In this process, central governments help lower-income states through transfers and safety-net programs. The central authority doesn’t have to be a state to make it work, but there must be an institution endowed with the relevant powers. In the case of the EU, it would be an adequately equipped European Central Bank (ECB).
The crisis that waylaid the eurozone, commencing a recession that would last much of the next decade, came about as a result of the eurozone not having such mechanisms. The economies of southern Europe couldn’t, and still can’t, compete with powerhouses in the north in export markets.
Nor can they today adjust their interest rates and currency values as they had in the past with their own national currencies, which made exports cheaper and debt manageable.
In the 2000s, they borrowed and borrowed to cover their losses. When the scale of debt came to light – along with their inability to pay it off – the bond markets turned against them, driving up their indebtedness even further and pushing them to the brink of insolvency.
Much has been done to right these imbalances and tie the euro’s economies together in order to prevent and correct them in the future. The role and powers of the ECB are now greater, giving it leeway for more proactive engagement. Through a bailout fund, it has shelled out over €2.5 trillion for bond-buying that aided several of the zone’s struggling countries.
But the northern Europeans want the ECB to pull in the reins, which indeed it is doing. The north-dictated, neo-liberal rationale of tight-money policies, low-inflation, and austerity yokes for troubled economies remains the program of the day, despite the mediocre results until now.

· · ·

• _Requirement A_
Could you rewrite the part of the eurozone passage starting with "But the northern" and going on through "results until now.", swapping "austerity" for "budget cuts"?
• _Requirement B_
Answer these from the eurozone passage:
(i) In the case of the EU, which institution would serve as the central authority?
(ii) In which decade did the southern economies borrow to cover their losses?
(iii) How much has the bailout fund spent on bond-buying?
• _Requirement C_
What comes next in the eurozone passage? Continue it from its last sentence.
The listing after the eurozone passage plays no role in any of this.

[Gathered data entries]
· · ·

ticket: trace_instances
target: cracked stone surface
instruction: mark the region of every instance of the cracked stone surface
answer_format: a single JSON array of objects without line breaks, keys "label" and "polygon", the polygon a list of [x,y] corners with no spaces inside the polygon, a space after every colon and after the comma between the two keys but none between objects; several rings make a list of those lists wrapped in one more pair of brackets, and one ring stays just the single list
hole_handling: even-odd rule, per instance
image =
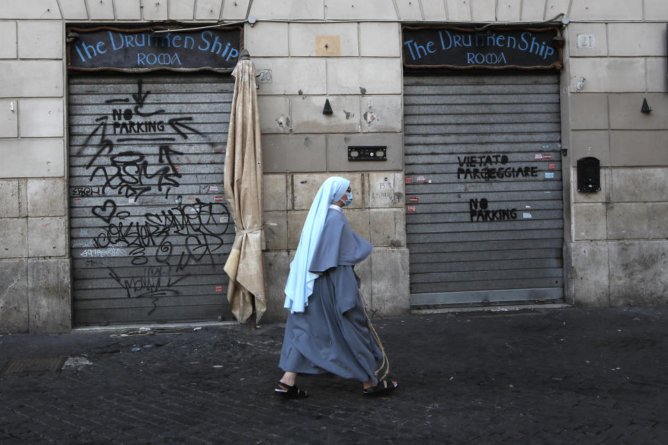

· · ·

• _Output A_
But the northern Europeans want the ECB to pull in the reins, which indeed it is doing. The north-dictated, neo-liberal rationale of tight-money policies, low-inflation, and budget cuts yokes for troubled economies remains the program of the day, despite the mediocre results until now.

• _Output B_
(i) An adequately equipped European Central Bank (ECB).
(ii) The 2000s.
(iii) Over €2.5 trillion.

• _Output C_
More than any other eurozone nation, Germany has resisted the tighter linking of the zone’s banking systems. And the guarantee of transfers – in the form of euro bonds, for example – for struggling countries is still a no-go.
“The eurozone also needs coordinated wage policies,” says Herrmann, “so that countries like Germany, where wages have remained much too low, doesn’t have such an advantage over, for example, France where wages are higher.”
French President Emmanuel Macron’s proposals for common spending tools to create more convergence in the currency union has gone virtually nowhere. During his 2017 campaign, he argued for the substantial transfer of resources and economic power from the national to the eurozone level.
A small victory for the French President (and the eurozone as a whole) is the creation of a common eurozone budget, which was agreed to by the northern Europeans, although grudgingly. Yet it will probably be so modest in size – just a fraction of the hundreds of billions of euros Macron had envisioned – that its clout will be severely proscribed from the onset.
And there’s still no consensus on how the budget will be used. Again, fiscal conservatives have ruled out what common economic sense calls for, namely an unemployment insurance scheme or a deposit insurance mechanism, the latter which would instill confidence in deposits across Europe and prevent bank runs.
The persistent naysayers to greater integration tend to be German conservatives and the Netherlands, backed by several other northern European countries. They say they won’t pay in more that will, one way or another, compensate for “missteps” of others.
All of this means that the next debt crisis, or another calamity, would strand the lower-income countries, mostly in southern Europe.
The EU and the euro can’t be turned into a game in which Germany and its norther neighbors always win because they make the rules. Europe’s export-strong north profits disproportionately from the euro, and the south suffers from it. This is built into the system.
Germany high-handedly demands austerity measures for Italy and others for the reason that they violate current account debt limits while German itself has exceeded the upper caps for surpluses for years now.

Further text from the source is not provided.